● Provided records
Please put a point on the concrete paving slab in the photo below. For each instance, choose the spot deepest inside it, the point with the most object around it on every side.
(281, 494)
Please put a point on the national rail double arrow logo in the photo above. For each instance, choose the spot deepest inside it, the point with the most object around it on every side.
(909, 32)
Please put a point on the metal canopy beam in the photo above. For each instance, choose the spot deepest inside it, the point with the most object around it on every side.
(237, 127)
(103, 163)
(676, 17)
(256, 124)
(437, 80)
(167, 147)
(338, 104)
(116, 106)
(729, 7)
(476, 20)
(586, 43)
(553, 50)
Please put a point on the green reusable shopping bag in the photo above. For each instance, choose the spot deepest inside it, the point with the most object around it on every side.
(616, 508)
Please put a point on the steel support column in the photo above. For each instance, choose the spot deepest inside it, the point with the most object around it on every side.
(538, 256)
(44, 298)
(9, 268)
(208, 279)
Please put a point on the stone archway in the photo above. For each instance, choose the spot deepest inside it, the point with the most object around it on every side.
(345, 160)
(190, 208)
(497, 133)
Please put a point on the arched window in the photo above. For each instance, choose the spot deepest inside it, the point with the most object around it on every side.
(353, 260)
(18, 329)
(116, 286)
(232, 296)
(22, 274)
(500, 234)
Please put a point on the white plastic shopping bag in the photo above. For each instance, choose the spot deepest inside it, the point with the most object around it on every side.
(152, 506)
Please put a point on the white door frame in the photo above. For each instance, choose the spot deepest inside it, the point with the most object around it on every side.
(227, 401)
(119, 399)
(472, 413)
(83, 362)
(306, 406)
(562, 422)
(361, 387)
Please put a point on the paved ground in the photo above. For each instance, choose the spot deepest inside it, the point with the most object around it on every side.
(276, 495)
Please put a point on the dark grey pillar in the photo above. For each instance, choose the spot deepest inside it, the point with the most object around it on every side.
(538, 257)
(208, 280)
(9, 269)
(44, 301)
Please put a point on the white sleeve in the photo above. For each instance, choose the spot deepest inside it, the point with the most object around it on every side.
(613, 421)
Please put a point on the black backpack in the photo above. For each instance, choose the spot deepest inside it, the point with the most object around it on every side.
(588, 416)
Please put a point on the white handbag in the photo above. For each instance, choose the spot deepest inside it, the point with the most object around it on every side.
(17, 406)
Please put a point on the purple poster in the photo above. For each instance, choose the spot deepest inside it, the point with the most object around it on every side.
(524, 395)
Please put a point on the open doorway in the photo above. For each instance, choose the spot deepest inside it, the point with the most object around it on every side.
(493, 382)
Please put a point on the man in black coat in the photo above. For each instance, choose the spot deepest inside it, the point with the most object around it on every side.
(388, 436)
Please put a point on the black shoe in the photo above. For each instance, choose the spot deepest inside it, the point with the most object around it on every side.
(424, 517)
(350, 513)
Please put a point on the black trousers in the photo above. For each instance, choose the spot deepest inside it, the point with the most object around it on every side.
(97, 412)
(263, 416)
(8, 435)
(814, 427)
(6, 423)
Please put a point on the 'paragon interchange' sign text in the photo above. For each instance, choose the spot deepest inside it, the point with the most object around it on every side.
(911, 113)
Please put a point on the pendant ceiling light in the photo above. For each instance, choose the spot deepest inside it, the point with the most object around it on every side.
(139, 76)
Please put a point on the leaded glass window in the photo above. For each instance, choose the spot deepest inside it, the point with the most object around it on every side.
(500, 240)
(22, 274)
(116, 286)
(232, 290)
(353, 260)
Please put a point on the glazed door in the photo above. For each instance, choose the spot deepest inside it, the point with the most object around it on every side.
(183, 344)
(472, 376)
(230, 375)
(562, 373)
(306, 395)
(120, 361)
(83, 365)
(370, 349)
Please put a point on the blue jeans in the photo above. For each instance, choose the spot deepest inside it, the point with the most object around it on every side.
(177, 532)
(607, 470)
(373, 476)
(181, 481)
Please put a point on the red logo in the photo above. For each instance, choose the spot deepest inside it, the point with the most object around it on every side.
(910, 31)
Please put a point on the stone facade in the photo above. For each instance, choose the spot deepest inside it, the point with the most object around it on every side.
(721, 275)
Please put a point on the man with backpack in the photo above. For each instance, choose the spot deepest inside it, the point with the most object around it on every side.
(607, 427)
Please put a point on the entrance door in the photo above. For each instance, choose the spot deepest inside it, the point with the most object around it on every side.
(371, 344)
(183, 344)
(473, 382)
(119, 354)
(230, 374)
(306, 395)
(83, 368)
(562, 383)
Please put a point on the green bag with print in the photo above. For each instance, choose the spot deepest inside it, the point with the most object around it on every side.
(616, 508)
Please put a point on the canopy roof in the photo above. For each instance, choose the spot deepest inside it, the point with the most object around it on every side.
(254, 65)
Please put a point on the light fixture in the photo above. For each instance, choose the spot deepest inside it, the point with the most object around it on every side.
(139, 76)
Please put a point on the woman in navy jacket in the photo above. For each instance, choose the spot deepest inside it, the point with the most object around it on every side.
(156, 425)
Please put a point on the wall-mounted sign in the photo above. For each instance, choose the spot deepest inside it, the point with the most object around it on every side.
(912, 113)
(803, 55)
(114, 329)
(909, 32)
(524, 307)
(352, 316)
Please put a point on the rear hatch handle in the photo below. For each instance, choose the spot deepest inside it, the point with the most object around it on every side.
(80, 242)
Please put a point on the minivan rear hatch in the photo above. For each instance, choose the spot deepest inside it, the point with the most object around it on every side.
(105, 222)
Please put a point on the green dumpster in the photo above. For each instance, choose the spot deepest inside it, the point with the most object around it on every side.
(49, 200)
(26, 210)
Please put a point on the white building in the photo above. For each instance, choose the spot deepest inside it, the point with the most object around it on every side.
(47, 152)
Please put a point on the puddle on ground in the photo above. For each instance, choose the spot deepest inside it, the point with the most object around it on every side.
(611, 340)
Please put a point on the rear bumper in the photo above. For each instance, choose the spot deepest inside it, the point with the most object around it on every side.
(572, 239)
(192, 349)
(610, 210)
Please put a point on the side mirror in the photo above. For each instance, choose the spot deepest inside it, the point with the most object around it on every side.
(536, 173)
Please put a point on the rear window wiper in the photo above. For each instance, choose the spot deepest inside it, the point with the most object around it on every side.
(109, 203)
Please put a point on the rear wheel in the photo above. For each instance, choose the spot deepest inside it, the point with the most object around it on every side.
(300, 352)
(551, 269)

● Written problem
Could you give again exactly the lines from the line containing "Please put a point on the puddle" through the final line of the data above, and no others?

● Written answer
Please put a point on the puddle on ground in the photo above. For each instance, choose the spot deepest inside it, the point with the most object around it on every side.
(611, 340)
Please put a point on the rear bumper in the photo above. For each instance, choose the spot deepest inside it, the point with the most object around it on every side.
(572, 239)
(192, 349)
(610, 210)
Please put a point on the side mirror in the photo above. For each instance, choose the spot deepest inside it, the point with the most object around it on every side.
(536, 173)
Please put a point on the rear window wiper in the photo above. For each instance, choose the spot deepest inside it, the point with the most object around it on every side.
(109, 203)
Please put a point on the rear wheel in the photo above. For each instance, choose the spot deepest inside it, the point with the most object around it on every side.
(300, 352)
(551, 269)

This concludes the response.